§ **Instructions for the task**
In the records below, change every "snow pile" to "ice patch" and leave all other text as it is.

Stored items:

■ ■ ■

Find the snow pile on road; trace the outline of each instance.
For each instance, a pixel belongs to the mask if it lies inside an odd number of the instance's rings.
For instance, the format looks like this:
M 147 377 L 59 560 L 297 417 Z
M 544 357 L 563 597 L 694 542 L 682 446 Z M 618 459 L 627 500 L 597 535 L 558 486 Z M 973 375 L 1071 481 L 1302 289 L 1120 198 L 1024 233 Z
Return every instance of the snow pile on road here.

■ ■ ■

§ **Response below**
Find the ice patch on road; trace the outline of each instance.
For each instance, a pixel belongs to the mask if it lies inside an odd number of the instance's rings.
For instance, the format looks like this:
M 147 377 L 59 560 L 297 417 Z
M 544 357 L 563 597 L 694 542 L 682 446 Z M 618 459 L 627 500 L 597 535 L 558 486 Z M 973 375 L 1071 481 L 1302 289 L 1120 198 L 1024 233 Z
Return every instance of the ice patch on road here.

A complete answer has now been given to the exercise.